◆ INSTRUCTIONS:
(A) Which six uses does the Grok Voice Agent API page list under what the API enables?
(B) On the Grok Voice Agent API page, what does the multilingual section say the API does that means no configuration is needed to switch languages?
(C) Rename "Twilio" to "Vonage" in the stretch of the Grok Voice Agent API page from "# Grok Voice" through "phone systems (IVR)", and give that stretch back.

◆ TEXT:
# Grok Voice Agent API
Build powerful real-time voice applications with the Grok Voice Agent API. Create interactive voice conversations with Grok models via WebSocket.
**WebSocket Endpoint:** `wss://api.x.ai/v1/realtime`
> **Note:** The Voice Agent API is only available in the `us-east-1` region.
## Overview
The Grok Voice Agent API enables:
- Voice assistants for web and mobile
- Phone agents with Twilio integration
- Interactive voice applications
- Customer support automation
- Real-time voice conversations
- AI-powered phone systems (IVR)
Optimized for enterprise use cases across Customer Support, Medical, Legal, Finance, Insurance, and more.
## Key Features
### Real-time Performance
- Optimized for minimal response times
- Natural back-and-forth dialogue without awkward pauses
- Streams audio bidirectionally over WebSocket
- Instant voice-to-voice interactions that feel like talking to a human
### Multilingual Support
- Speaks over **100 languages** with native-quality accents
- Automatically detects input language
- Responds naturally in the same language
- No configuration required for language switching
### Supported Languages
English, Spanish, French, German, Italian, Portuguese, Dutch, Russian, Chinese (Mandarin), Japanese, Korean, Arabic, Hindi, Turkish, Polish, Swedish, Danish, Norwegian, Finnish, Czech, and many more.

◆ ENTRIES PROVIDED:

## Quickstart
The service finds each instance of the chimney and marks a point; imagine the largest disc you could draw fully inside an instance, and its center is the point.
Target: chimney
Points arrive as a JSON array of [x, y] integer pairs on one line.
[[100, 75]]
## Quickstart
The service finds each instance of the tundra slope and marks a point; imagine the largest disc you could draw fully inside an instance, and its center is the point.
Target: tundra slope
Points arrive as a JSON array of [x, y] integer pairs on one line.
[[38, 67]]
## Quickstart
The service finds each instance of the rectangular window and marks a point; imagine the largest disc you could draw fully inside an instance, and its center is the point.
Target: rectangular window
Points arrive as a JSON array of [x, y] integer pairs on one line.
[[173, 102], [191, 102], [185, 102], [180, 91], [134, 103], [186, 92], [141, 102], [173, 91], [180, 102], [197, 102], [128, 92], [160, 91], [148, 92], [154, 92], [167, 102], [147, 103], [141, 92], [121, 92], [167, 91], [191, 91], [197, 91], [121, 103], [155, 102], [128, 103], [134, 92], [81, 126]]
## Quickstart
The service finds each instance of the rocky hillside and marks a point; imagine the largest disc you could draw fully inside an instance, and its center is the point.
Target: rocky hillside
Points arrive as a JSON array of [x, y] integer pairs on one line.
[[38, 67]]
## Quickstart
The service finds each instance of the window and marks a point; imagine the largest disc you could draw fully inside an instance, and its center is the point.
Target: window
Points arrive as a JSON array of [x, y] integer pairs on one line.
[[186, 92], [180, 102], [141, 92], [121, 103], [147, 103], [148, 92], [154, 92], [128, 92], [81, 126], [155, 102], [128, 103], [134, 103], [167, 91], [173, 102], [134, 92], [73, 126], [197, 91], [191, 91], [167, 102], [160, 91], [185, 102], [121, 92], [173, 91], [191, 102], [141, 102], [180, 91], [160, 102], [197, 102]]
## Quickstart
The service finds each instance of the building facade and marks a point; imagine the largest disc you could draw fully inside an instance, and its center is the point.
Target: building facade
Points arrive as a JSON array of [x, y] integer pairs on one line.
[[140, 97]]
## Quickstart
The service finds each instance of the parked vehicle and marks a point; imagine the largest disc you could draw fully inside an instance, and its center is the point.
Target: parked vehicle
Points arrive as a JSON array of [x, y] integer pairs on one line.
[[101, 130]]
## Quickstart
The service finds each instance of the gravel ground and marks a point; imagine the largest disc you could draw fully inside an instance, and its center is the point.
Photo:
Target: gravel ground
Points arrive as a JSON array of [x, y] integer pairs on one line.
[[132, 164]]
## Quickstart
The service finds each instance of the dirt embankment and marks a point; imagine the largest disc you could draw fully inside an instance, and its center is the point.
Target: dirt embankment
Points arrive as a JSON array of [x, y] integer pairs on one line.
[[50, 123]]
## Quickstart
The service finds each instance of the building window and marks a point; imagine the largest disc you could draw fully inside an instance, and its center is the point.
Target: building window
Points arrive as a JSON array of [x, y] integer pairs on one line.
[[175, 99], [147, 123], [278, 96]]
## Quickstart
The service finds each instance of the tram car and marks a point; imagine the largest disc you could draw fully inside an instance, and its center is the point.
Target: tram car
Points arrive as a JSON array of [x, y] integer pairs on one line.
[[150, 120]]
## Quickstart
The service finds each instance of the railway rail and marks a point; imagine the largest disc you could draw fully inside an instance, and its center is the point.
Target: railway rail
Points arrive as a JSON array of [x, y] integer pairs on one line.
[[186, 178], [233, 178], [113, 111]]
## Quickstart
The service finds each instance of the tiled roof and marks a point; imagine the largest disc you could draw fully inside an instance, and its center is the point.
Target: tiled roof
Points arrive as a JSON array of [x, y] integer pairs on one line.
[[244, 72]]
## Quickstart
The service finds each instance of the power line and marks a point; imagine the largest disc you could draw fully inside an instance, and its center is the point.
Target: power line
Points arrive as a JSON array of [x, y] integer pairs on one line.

◆ RESULTS IN ORDER:
(A)
- Voice assistants for web and mobile
- Phone agents with Twilio integration
- Interactive voice applications
- Customer support automation
- Real-time voice conversations
- AI-powered phone systems (IVR)

(B) The API automatically detects the input language and responds naturally in that same language, so no configuration is required for language switching.

(C)
# Grok Voice Agent API
Build powerful real-time voice applications with the Grok Voice Agent API. Create interactive voice conversations with Grok models via WebSocket.
**WebSocket Endpoint:** `wss://api.x.ai/v1/realtime`
> **Note:** The Voice Agent API is only available in the `us-east-1` region.
## Overview
The Grok Voice Agent API enables:
- Voice assistants for web and mobile
- Phone agents with Vonage integration
- Interactive voice applications
- Customer support automation
- Real-time voice conversations
- AI-powered phone systems (IVR)